┌─ INPUT DATA

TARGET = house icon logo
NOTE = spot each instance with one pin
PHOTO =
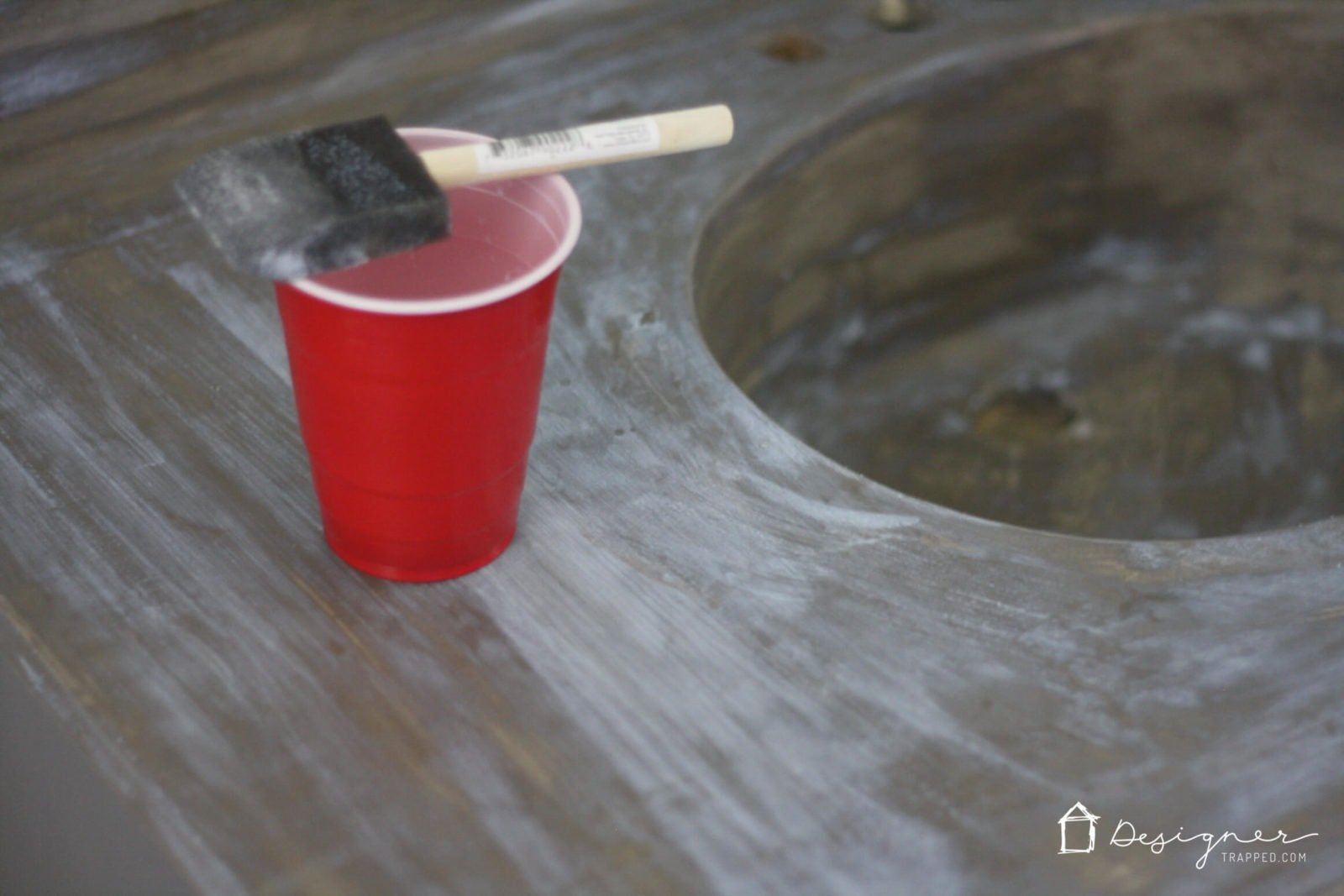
(1073, 825)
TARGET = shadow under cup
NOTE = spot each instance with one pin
(417, 378)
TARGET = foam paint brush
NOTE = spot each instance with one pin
(315, 201)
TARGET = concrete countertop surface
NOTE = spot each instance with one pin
(712, 660)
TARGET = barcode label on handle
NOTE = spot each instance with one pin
(570, 147)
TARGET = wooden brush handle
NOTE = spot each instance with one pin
(544, 154)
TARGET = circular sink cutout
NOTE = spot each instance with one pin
(1095, 285)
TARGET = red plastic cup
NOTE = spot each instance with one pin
(417, 378)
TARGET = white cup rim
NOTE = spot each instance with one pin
(477, 298)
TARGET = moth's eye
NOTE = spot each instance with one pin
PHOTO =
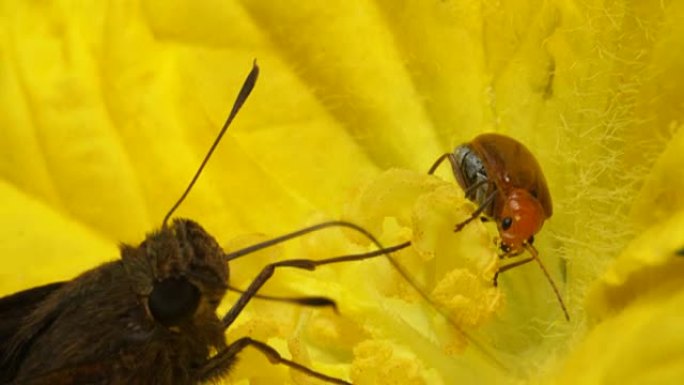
(506, 223)
(173, 300)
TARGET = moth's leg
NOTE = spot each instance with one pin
(306, 264)
(478, 212)
(222, 362)
(296, 234)
(313, 301)
(510, 266)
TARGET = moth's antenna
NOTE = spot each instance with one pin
(247, 87)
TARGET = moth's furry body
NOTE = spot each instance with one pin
(102, 319)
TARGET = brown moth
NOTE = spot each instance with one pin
(150, 317)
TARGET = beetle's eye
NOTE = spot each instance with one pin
(173, 300)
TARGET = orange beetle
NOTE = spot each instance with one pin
(502, 176)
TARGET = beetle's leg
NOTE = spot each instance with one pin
(510, 266)
(221, 363)
(478, 212)
(439, 161)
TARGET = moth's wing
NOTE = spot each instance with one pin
(92, 374)
(14, 309)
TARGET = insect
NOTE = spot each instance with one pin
(150, 317)
(504, 179)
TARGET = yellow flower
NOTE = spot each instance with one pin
(107, 109)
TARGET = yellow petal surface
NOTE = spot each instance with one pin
(107, 108)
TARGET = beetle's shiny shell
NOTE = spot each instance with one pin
(506, 162)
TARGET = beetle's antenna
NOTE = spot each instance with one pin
(246, 89)
(535, 256)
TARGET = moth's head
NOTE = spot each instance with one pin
(179, 272)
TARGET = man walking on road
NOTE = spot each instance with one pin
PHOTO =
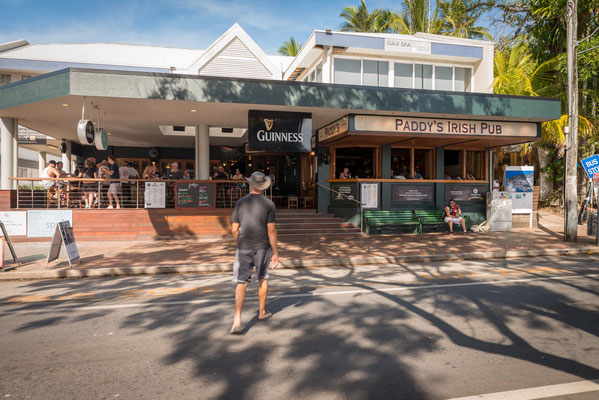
(254, 231)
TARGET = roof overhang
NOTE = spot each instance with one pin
(137, 103)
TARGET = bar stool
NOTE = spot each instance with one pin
(292, 201)
(52, 199)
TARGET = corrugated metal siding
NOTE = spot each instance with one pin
(237, 61)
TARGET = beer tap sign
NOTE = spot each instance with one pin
(85, 128)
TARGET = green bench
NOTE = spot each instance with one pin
(434, 218)
(380, 219)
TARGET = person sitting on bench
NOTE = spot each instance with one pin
(453, 215)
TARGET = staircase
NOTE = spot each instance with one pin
(168, 224)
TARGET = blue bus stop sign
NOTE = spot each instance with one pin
(591, 165)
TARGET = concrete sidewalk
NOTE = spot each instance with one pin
(189, 256)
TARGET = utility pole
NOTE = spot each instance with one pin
(571, 156)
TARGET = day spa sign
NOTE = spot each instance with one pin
(279, 131)
(443, 126)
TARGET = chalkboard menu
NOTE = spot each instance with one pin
(195, 195)
(465, 192)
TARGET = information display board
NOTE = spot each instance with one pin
(422, 193)
(369, 195)
(465, 192)
(15, 222)
(519, 181)
(195, 195)
(155, 195)
(346, 192)
(42, 223)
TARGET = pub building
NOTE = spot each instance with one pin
(412, 118)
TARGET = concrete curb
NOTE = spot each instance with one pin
(289, 264)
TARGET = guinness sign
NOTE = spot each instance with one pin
(282, 132)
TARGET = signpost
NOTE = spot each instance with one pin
(63, 236)
(195, 195)
(12, 249)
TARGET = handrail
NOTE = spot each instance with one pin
(348, 198)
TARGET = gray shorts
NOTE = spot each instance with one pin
(246, 260)
(114, 188)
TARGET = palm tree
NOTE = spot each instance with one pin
(359, 19)
(516, 73)
(459, 18)
(291, 47)
(414, 18)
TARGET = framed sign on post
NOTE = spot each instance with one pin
(369, 195)
(195, 195)
(10, 246)
(155, 195)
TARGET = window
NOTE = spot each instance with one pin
(462, 79)
(475, 165)
(453, 164)
(424, 76)
(359, 161)
(376, 73)
(403, 76)
(348, 71)
(443, 78)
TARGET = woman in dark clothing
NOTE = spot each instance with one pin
(90, 189)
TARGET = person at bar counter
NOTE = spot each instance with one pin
(238, 175)
(175, 172)
(255, 233)
(150, 172)
(453, 215)
(90, 189)
(220, 174)
(417, 174)
(115, 187)
(345, 174)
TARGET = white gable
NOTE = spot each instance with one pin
(236, 55)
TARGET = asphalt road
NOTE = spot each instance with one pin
(519, 328)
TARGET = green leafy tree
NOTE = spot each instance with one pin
(414, 17)
(459, 18)
(290, 47)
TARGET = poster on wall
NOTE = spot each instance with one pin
(519, 180)
(278, 131)
(369, 195)
(412, 193)
(15, 222)
(344, 192)
(465, 192)
(42, 223)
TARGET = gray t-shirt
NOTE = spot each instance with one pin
(253, 212)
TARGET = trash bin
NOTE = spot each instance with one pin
(592, 225)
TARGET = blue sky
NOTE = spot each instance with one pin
(176, 23)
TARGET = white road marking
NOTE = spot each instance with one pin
(75, 307)
(540, 392)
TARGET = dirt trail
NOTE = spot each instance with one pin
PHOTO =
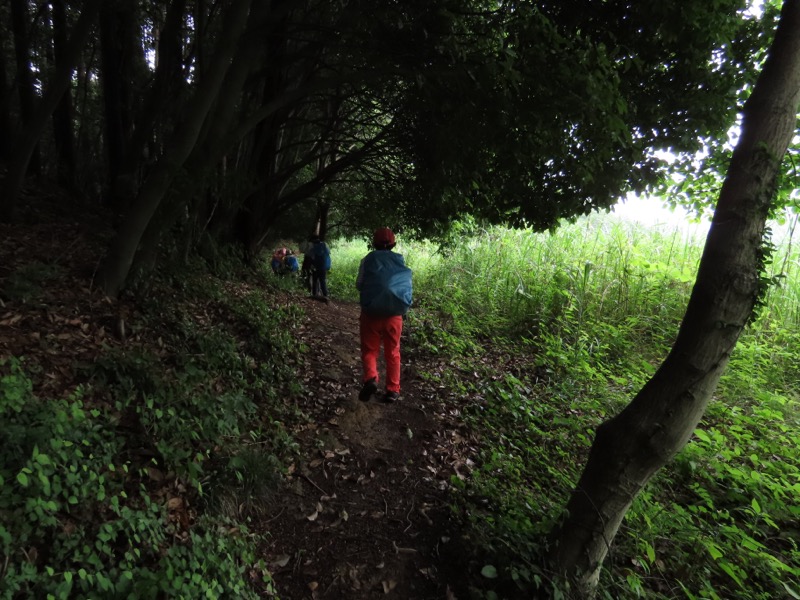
(364, 513)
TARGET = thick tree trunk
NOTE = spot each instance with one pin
(63, 114)
(25, 85)
(635, 444)
(118, 262)
(5, 94)
(25, 144)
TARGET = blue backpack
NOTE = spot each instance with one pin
(320, 256)
(386, 288)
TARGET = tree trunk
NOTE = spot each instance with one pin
(118, 262)
(5, 93)
(25, 144)
(63, 115)
(25, 86)
(634, 445)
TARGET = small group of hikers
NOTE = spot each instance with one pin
(315, 267)
(385, 294)
(284, 262)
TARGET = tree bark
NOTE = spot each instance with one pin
(25, 86)
(117, 264)
(63, 115)
(631, 447)
(28, 138)
(5, 93)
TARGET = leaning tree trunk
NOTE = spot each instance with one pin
(631, 447)
(25, 82)
(119, 260)
(63, 114)
(25, 145)
(5, 93)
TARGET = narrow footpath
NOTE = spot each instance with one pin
(364, 512)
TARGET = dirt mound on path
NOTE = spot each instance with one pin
(364, 510)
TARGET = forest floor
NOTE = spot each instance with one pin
(364, 511)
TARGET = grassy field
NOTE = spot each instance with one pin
(565, 327)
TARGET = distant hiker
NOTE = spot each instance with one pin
(320, 257)
(290, 264)
(277, 260)
(384, 282)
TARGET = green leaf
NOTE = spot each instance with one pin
(756, 506)
(489, 571)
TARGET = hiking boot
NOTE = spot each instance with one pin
(390, 397)
(370, 387)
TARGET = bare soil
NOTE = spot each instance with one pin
(365, 512)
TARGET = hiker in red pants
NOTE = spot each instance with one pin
(385, 285)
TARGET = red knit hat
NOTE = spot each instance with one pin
(383, 237)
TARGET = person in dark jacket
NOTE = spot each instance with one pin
(320, 256)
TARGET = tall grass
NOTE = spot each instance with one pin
(595, 306)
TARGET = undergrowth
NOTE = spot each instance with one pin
(141, 481)
(562, 330)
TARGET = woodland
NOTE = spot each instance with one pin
(589, 427)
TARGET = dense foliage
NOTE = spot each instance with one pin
(140, 482)
(576, 322)
(195, 122)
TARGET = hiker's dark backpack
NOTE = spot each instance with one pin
(386, 289)
(320, 256)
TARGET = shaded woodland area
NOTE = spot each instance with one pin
(207, 129)
(191, 125)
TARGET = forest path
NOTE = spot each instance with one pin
(364, 510)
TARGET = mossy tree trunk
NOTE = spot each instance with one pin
(631, 447)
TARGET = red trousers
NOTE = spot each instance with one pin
(375, 330)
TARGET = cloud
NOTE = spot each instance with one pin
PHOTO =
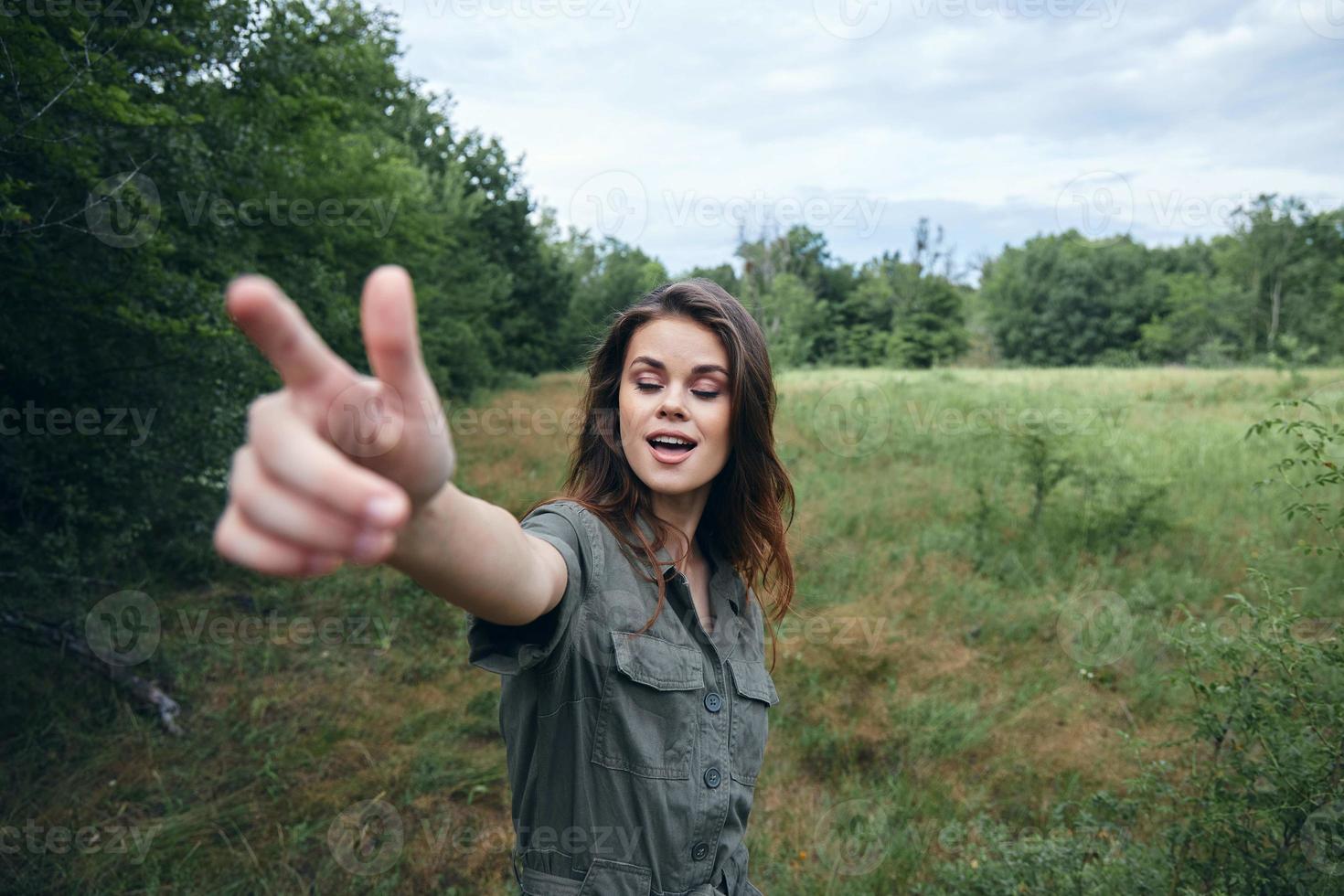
(987, 116)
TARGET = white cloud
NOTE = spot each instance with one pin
(984, 112)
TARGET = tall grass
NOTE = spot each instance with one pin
(987, 559)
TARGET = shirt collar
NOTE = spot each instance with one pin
(722, 578)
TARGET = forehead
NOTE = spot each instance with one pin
(679, 343)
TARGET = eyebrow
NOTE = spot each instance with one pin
(695, 371)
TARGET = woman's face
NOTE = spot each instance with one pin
(675, 380)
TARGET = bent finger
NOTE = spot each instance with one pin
(281, 512)
(240, 541)
(294, 455)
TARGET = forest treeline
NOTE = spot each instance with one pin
(151, 152)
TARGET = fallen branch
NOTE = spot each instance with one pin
(144, 693)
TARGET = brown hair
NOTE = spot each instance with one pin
(745, 509)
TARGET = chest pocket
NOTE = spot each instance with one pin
(648, 699)
(752, 695)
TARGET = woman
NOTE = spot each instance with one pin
(621, 615)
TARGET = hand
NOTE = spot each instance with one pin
(335, 463)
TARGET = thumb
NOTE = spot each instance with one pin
(391, 335)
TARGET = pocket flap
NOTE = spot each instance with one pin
(656, 663)
(752, 680)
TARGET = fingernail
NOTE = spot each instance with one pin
(320, 563)
(368, 546)
(383, 509)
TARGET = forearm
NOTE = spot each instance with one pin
(472, 554)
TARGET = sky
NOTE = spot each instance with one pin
(677, 125)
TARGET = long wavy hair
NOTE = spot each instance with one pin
(745, 509)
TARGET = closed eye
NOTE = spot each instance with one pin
(644, 387)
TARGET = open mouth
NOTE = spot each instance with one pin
(671, 450)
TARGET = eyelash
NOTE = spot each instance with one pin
(702, 394)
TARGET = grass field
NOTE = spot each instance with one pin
(933, 667)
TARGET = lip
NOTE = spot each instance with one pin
(671, 458)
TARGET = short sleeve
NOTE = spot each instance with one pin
(507, 649)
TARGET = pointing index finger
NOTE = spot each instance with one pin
(279, 328)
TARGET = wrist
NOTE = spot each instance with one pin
(415, 536)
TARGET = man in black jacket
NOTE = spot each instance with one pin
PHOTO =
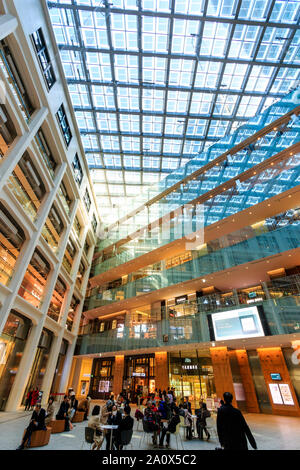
(171, 428)
(232, 427)
(63, 412)
(37, 423)
(125, 425)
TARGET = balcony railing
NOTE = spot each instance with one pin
(191, 329)
(26, 111)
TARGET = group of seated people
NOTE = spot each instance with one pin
(162, 419)
(112, 413)
(42, 418)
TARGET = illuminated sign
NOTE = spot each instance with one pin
(276, 395)
(286, 394)
(239, 323)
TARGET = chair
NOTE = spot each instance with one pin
(78, 417)
(146, 432)
(88, 436)
(126, 437)
(177, 436)
(57, 425)
(211, 427)
(40, 438)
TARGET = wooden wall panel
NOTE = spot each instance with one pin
(246, 375)
(161, 371)
(272, 361)
(222, 372)
(118, 375)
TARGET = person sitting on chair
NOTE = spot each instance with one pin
(37, 423)
(114, 418)
(125, 425)
(171, 428)
(73, 406)
(63, 412)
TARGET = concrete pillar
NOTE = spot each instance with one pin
(21, 380)
(50, 369)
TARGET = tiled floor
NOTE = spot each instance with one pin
(271, 433)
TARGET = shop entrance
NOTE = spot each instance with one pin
(191, 374)
(139, 376)
(101, 378)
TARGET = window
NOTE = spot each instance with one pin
(64, 124)
(77, 169)
(94, 223)
(87, 200)
(44, 58)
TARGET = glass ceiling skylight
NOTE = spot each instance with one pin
(155, 82)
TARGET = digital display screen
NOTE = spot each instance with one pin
(239, 323)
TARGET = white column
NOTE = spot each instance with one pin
(8, 23)
(21, 380)
(50, 369)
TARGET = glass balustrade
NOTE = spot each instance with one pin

└─

PROBLEM TO WORK ON: Among the entries above, how many lines have the string "forest" in them? Only the number should be given.

WRITTEN SOLUTION: 3